-- Required task --
Copy out the rows from the line containing "Objective — one marker per instance of the paved" through the last of the rows below, changing every "marker" to "pin" and leaving all else unchanged.

-- Record excerpts --
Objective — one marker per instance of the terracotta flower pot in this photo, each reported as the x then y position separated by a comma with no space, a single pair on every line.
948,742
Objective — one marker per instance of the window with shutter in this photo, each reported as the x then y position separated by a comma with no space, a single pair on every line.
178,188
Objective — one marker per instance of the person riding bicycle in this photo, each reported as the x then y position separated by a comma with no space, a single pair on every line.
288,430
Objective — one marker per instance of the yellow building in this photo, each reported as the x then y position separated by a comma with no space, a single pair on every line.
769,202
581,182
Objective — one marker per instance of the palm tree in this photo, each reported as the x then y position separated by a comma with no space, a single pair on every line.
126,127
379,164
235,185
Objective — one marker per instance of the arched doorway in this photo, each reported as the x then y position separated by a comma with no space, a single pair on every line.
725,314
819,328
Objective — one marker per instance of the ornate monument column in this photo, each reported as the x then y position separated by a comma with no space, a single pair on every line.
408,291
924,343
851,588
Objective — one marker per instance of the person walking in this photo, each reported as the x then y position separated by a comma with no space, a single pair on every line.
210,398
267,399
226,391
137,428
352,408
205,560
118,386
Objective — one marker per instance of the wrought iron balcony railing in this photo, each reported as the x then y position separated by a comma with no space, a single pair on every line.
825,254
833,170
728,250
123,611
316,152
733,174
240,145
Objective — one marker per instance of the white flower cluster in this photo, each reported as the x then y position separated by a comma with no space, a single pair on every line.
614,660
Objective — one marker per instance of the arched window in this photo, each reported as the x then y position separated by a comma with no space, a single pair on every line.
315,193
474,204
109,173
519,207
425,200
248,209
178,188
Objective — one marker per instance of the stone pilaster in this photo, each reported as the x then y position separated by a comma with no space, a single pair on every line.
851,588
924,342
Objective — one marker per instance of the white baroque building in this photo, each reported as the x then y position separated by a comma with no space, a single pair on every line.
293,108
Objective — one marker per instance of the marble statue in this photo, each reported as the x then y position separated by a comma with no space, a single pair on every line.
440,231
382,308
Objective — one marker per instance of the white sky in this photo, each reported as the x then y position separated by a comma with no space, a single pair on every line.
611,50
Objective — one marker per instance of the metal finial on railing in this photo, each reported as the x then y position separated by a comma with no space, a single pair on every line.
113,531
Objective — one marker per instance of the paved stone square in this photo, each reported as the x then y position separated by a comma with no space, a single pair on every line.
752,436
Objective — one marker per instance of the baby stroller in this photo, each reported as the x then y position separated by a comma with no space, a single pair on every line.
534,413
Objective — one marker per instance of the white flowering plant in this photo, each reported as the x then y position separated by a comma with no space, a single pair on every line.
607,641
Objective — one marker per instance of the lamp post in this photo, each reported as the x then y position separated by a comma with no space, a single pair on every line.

-- Correct response --
Objective — one pin per instance of the paved stone square in this photo, each reported as the x then y position separated by a comma with no space, a single pair on every line.
752,436
Objective — one pin per instance of the baby stroller in this photo, each reported as the x then y position separated by a comma with no space, a single pair on every line.
534,413
Objective — one pin per instance of the white flowering plant in this photo, each reported as the x then y position separated by a comma with no space, a single pair on every line.
607,641
Objective — one pin per instance of the lamp post in this photo, each reported as the x then y position separated by a comma with no space, a single pair on every line.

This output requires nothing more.